▶ Texte
________________________________________
6. Une impuissance terrible des États
Depuis le temps que les rémunérations font la manchette, force est de constater que les législateurs réagissent –lorsqu’ils le font– sur le coup de l’émotion, rendant les dispositifs prévus parfois illisibles. À la différence d’autres pays, le Canada donne priorité à la transparence et laisse une grande marge de manœuvre aux entreprises et à leur CA. Est-ce à dire que le Canada devrait modifier son attitude? Pas sûr si l’on se fie au fait que les rémunérations posent les mêmes difficultés dans les pays où la réglementation est plus étoffée (mise en place d’un vote des actionnaires, imposition de la restitution d’une rémunération non justifiée, établissement d’un lien entre rémunération et performance, renforcement de la fiscalité…). Il faut le constater: le droit est impuissant à endiguer le montant des rémunérations. Le marché fait la loi et, malheureusement, l’image qu’il donne est loin d’une quelconque recherche d’éthique.
7. Une négligence grossière des CA
Lorsque les grandes entreprises versent de fortes rémunérations, leur CA ne doit pas mettre de côté plusieurs éléments qui établissent parfois sa négligence.
- Élément 1: les rémunérations peuvent révéler une priorité centrée sur les actionnaires et une prise en compte insuffisante des parties prenantes. L’alignement sur le cours de bourse sert d’alibi aux rémunérations.
________________________________________
▶ Extrait de données
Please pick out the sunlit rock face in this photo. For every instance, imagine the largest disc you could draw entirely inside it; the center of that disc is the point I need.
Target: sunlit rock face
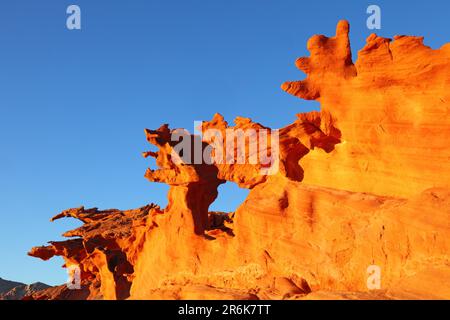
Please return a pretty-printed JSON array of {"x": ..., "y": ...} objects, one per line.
[{"x": 364, "y": 182}]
________________________________________
▶ Exercices
1. Recopie le passage du texte sur les rémunérations qui va de « 7. Une négligence » jusqu'à « d’alibi aux rémunérations. ».
2. Selon le texte sur les rémunérations, à quoi le Canada donne-t-il priorité, à la différence d'autres pays ?
Les lignes forment un matériau à part, sans rapport avec le texte.

▶ Corrigés successifs
1.
7. Une négligence grossière des CA
Lorsque les grandes entreprises versent de fortes rémunérations, leur CA ne doit pas mettre de côté plusieurs éléments qui établissent parfois sa négligence.
- Élément 1: les rémunérations peuvent révéler une priorité centrée sur les actionnaires et une prise en compte insuffisante des parties prenantes. L’alignement sur le cours de bourse sert d’alibi aux rémunérations.

2. À la transparence.